TEXTO CITADO
········
Direitos Humanos em pauta

A desconfessionalização do Direito, um legado protestante, uma herança em risco

Humberto Ramos de Oliveira Júnior e Maryuri Mora Grisales

Há duas semanas, celebrou-se o 506º aniversário da Reforma Protestante, um movimento religioso liderado por Martinho Lutero que teve um impacto significativo na Europa.

14/11/2023

Há duas semanas, celebrou-se os 506 anos da Reforma Protestante. O movimento religioso que tem na figura de Martinho Lutero o seu maior ícone, mas que conta com importantes predecessores e herdeiros.  A Reforma cindiu a Europa religiosa e politicamente, bem como fincou as bases sobre as quais se apoiaria a modernidade. Seu êxito se deveu a uma série de fatores, dentre os quais as insatisfações de alguns monarcas em relação aos desmandos da Igreja Romana, à qual estava sujeita toda a cristandade europeia. Assim, a possibilidade de romper com a tutela da Igreja de Roma, conservando uma identidade cristã, pareceu bastante sedutora aos governantes da época.

O continente se dividiu então entre católicos e protestantes. E esta fragmentação resultou, dentre outras coisas, em uma infinidade de guerras que assolaram regiões inteiras da Europa. Valendo dizer que não só entre católicos e protestantes havia disputas e divergências irreconciliáveis, mas também entre os próprios protestantes. Evidentemente, as bandeiras religiosas se tornaram bastante úteis para obnubilar as razões meramente políticas (materiais) não menos (ou talvez muito mais) importantes.

Não que o continente europeu experimentasse uma sólida unidade. Porém, a legitimidade de sua estrutura jurídico-política fundava-se numa só fonte religioso-teológica. Isso garantia o mínimo de coesão quando da necessidade de solucionar conflitos entre povos e indivíduos. Após a Reforma, esta centralidade se perde. Para conservar a unidade interna de cada nação, a religião do rei deveria ser a religião dos súditos. E cada nação teria sua própria produção teológica, que, evidentemente, influenciaria decisivamente nos rumos políticos de seu povo.

A despeito das mudanças produzidas pela cisão, a religião permaneceu um elemento fundamental para a orientação da vida política e social. Com a diferença que agora não havia mais apenas um modo de compreender as verdades e os desígnios de Deus. Assim, como definir quem estava com Deus? Quem agia em seu nome? Quem de fato estaria, com seu governo, a honrar seu nome? Uma das formas de responder estas questões era a guerra e a imposição de uma perspectiva sobre a outra após a vitória, que, obviamente, era tida como um sinal de aprovação divina.
········
REGISTROS SALVOS
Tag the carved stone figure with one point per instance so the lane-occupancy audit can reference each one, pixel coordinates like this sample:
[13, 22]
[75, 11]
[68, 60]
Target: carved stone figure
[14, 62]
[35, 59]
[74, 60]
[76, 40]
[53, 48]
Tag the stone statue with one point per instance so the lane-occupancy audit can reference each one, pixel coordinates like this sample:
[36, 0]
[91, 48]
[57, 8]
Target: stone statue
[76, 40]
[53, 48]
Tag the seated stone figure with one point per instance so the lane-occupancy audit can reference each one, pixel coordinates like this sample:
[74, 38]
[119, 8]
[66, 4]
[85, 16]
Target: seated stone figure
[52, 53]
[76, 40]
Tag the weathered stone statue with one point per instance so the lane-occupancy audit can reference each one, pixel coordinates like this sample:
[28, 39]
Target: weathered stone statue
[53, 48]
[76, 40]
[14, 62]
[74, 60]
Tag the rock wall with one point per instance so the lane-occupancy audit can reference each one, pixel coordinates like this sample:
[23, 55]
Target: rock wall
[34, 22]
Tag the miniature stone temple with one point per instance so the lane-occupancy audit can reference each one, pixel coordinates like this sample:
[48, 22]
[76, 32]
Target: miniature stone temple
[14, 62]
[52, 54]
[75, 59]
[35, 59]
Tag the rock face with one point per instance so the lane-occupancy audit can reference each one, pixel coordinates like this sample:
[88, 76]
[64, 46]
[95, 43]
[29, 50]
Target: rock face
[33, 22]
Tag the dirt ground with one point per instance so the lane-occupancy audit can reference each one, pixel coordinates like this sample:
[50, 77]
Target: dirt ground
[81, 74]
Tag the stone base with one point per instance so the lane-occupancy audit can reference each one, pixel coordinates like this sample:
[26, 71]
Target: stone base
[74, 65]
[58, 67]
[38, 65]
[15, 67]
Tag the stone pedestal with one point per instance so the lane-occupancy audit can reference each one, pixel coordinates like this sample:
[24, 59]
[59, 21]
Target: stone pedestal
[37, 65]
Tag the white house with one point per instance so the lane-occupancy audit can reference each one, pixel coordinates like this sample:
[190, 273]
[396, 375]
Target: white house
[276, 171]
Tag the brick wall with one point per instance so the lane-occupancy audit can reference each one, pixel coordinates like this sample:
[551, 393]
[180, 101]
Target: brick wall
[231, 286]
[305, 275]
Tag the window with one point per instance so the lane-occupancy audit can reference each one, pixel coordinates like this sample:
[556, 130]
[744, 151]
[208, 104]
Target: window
········
TAREFAS A CUMPRIR
**1)** No texto sobre a Reforma Protestante, qual religião os súditos deveriam seguir para que cada nação conservasse sua unidade interna após a cisão?
**2)** Prossiga com o texto sobre a Reforma Protestante a partir do ponto em que ele termina.

RESPOSTAS EM ORDEM
**1)** A religião do rei.

**2)**
O legado de Hugo Grotius

É neste contexto que o jurista holandês Hugo Grotius elabora sua obra magna: De jure Belli ac Pacis (Da guerra e da paz), publicada em 1625, na qual expõe sua concepção do Direito Natural. Obra que talvez constitua a primeira referência que se tem registro de uma visão dessacralizada ou desconfessionalizada do Direito. Isto é, o esforço para pensar o ordenamento jurídico para além das formulações teológicas. O que, em última instância, viria a contribuir para o processo de separação entre religião e Estado. Ou, quando menos, uma maior emancipação do poder político em relação à religião.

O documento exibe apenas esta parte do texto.